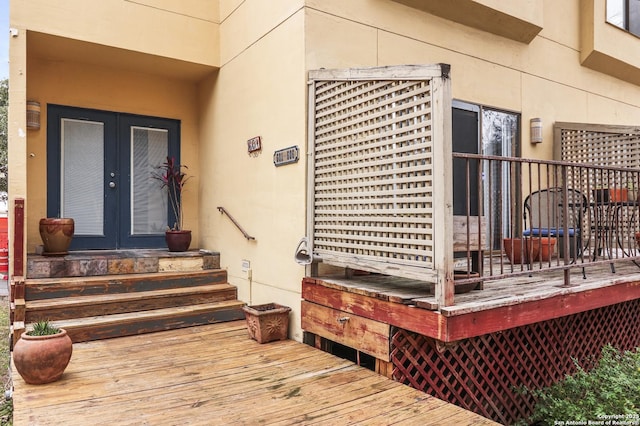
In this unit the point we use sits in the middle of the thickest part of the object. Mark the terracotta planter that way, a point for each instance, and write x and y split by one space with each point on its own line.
56 234
542 248
266 323
613 195
466 287
524 250
42 359
178 240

□ □ □ □ □ □ □

Can you rewrite the records above with "terracotta planter" swapped for "clay pot" and nothing else changed? Omit the pictures.

In this unit the point we use sits in the middle of the thickest part of the object. Mark the clay pot that way, a point for each instance, and write x and y split by one space with each point on its own line.
56 234
542 248
266 323
613 195
466 287
524 250
42 359
178 240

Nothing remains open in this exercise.